Content starts
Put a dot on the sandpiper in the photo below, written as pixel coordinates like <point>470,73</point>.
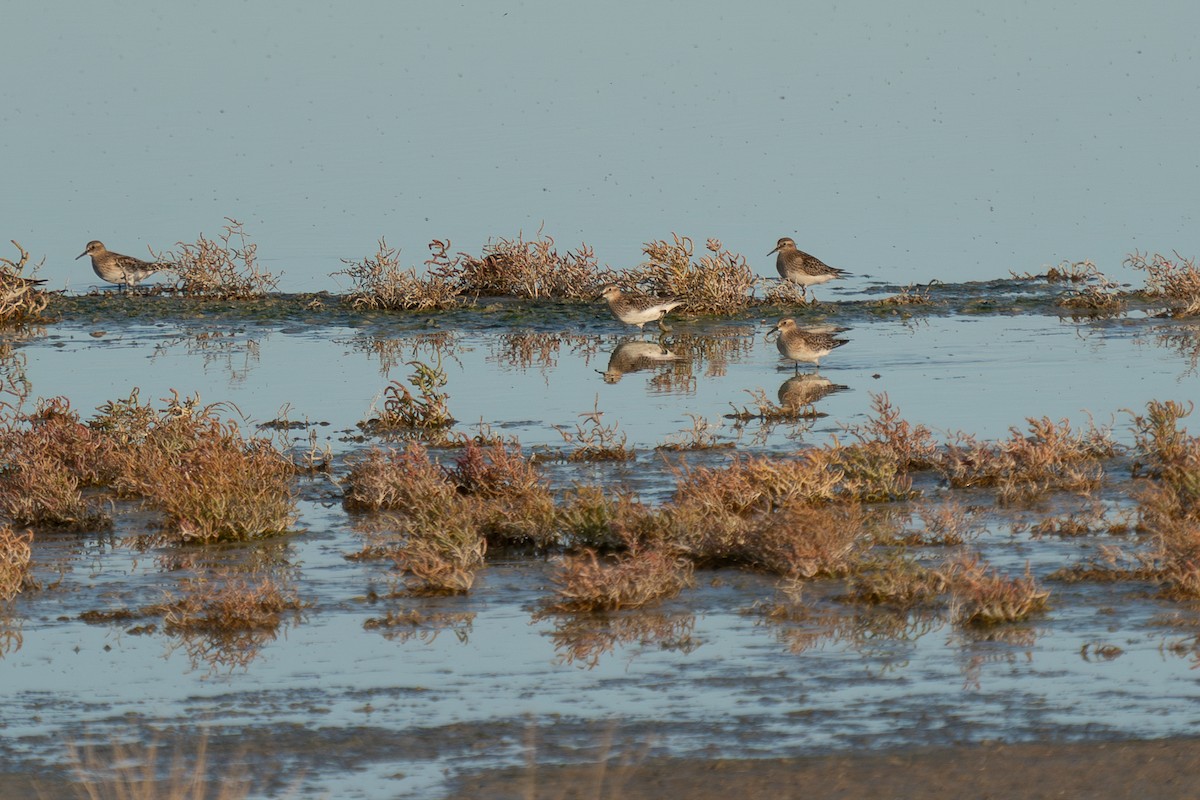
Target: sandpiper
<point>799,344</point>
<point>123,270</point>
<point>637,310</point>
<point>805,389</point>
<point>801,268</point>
Content ends
Content starts
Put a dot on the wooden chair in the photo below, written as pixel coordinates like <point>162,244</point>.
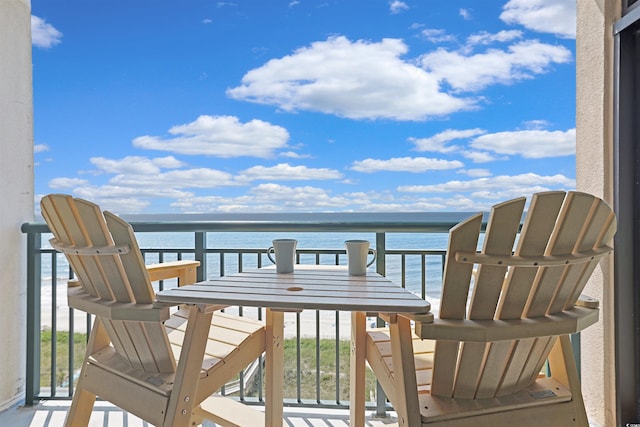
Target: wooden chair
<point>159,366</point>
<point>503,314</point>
Content ends
DIRECTIONS FOR THIS TASK ▸ The answer must consist of each line in the entries above that includes "written".

TASK RESPONSE ▸
Put a dot on the sandpiper in the photo below, written as pixel coordinates like <point>470,73</point>.
Put a dot on the wooden chair in the photo below, written as pixel coordinates like <point>162,244</point>.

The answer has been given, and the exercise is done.